**Page excerpt:**
<<<<
I would rather pay $4-5 a month to access the 4ish episodes, then the $12 for the entire channel....

THAT in my opinion would be HUGH for me as a consumer... Kinda AlaCart Extreme...

_EDIT: To avoid confusion, that last part about AlaCart Extreme... is something I would LOVE to see... not something I have been told will be there... In fact, other then what has been public released... I don't know anything more about the VOD offering_


----------



## KyL416 (Nov 11, 2005)

I'm not sure if they will allow you subscribe to HBO or Showtime on Demand without subscribing to the main channel. Every cable provider I encountered so far requires that you have to subscribe to the main channel in order to subscribe to the corresponding VOD service. I'm not sure if it's something the various providers decided to do, or something that the channel itself requires, though.

Also, there was another advantage of HBO and Showtime on Demand I forgot to mention. They also contain shows that don't air on the main channels anymore and past seasons that are not in regular rotation anymore.


----------



## Paul Secic (Dec 16, 2003)

mosh in bed said:


> I was over at my sister's house the other day and I found a really nifty menu option on her Adelphia cable receiver. She now gets HBO, Showtime, Starz etc. on demand for movies and their series. Considering most of the shows I watch happen to be on HBO and Showtime, I found it amazing being able to catch up on all the episodes of The Sopranos and The L Word that I'd missed...
>>>>
**Data:**
<<<<
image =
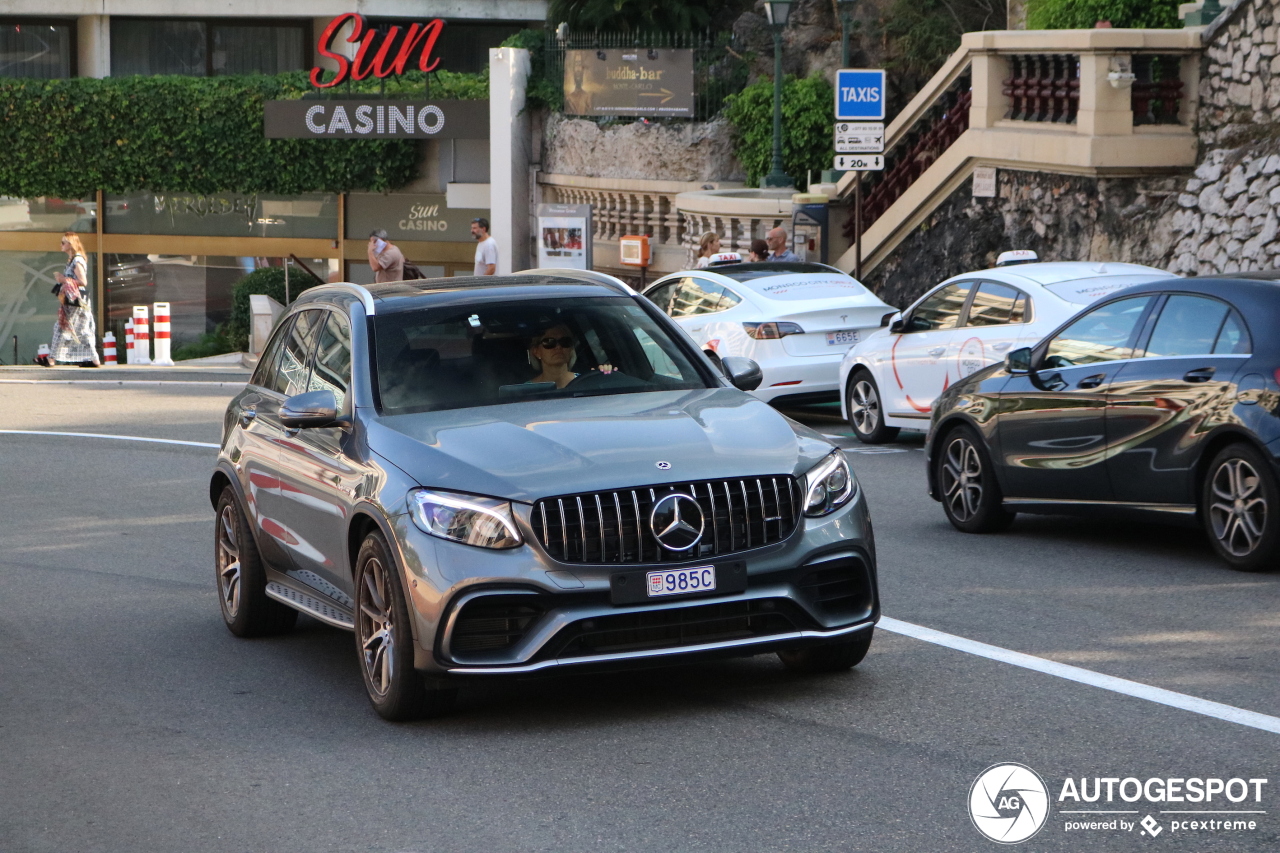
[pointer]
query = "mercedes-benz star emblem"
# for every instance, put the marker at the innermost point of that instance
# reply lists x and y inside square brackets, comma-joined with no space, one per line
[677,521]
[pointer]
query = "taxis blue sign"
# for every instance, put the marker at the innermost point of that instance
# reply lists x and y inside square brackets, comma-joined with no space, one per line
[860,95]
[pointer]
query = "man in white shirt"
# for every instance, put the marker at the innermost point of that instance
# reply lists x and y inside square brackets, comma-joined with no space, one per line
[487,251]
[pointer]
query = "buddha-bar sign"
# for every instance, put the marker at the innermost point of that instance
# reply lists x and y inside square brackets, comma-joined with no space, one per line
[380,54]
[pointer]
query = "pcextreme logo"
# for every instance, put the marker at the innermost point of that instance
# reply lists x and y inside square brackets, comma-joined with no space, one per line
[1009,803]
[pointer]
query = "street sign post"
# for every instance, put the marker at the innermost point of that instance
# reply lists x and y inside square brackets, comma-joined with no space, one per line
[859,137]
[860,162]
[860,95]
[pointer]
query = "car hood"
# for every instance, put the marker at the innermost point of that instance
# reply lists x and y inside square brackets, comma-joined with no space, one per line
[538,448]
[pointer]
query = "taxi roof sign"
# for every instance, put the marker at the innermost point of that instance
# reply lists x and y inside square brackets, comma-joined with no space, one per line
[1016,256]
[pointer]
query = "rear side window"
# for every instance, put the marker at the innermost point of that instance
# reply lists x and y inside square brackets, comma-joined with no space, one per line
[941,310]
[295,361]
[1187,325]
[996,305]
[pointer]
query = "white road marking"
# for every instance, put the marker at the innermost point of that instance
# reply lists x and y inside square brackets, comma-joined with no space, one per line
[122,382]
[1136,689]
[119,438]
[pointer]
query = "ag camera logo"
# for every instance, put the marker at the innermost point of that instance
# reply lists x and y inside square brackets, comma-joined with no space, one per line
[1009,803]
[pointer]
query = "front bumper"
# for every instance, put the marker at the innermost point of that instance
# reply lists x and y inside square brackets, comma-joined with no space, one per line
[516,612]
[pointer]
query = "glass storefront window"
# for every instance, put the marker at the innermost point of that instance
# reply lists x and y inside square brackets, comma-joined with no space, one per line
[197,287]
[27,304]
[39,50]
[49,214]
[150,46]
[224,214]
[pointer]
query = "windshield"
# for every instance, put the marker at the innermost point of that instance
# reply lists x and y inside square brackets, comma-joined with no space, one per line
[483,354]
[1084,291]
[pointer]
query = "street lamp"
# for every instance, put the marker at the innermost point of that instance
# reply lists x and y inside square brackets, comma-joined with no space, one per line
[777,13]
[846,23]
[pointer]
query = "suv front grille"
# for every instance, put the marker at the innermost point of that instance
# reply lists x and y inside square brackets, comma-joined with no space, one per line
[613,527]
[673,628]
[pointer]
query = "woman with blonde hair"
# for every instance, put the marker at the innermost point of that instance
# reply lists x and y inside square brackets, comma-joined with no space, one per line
>>>>
**Required task:** Pick up the forum thread about HBO and Showtime on Demand from the point where it stops.

**Result for this exercise:**
> 
> I have read somewhere that Directv is offering NBC shows for a 0.99 cent fee or something like that, and they of course have movies and pay per views on demand... but my sister gets her services for free (of course she IS subscribed to HBO, Showtime, etc... but it's like it's very own tivo feature.)
> 
> Does anyone know if Directv is planning to offer this in the future? It's just really awesome.


There will never be VOD services on E or E because its too far, 22.000 miles into space. Not enough bandwidth.


----------



## mosh in bed (Apr 27, 2006)

KyL416 said:


> I'm not sure if they will allow you subscribe to HBO or Showtime on Demand without subscribing to the main channel.


I think this is true. My sister is subscribed to HBO, Showtime, and TMC I believe, so I can access their VOD freely. When I went to the starz and cinemax ones, it says I have to call in and ask to have it connected, however it tells you the price it would cost you a month to have that channel's VOD and it said $0.00 for every one of them. I don't know if it was an error or if they consider their VOD separate (which wouldn't make any sense..)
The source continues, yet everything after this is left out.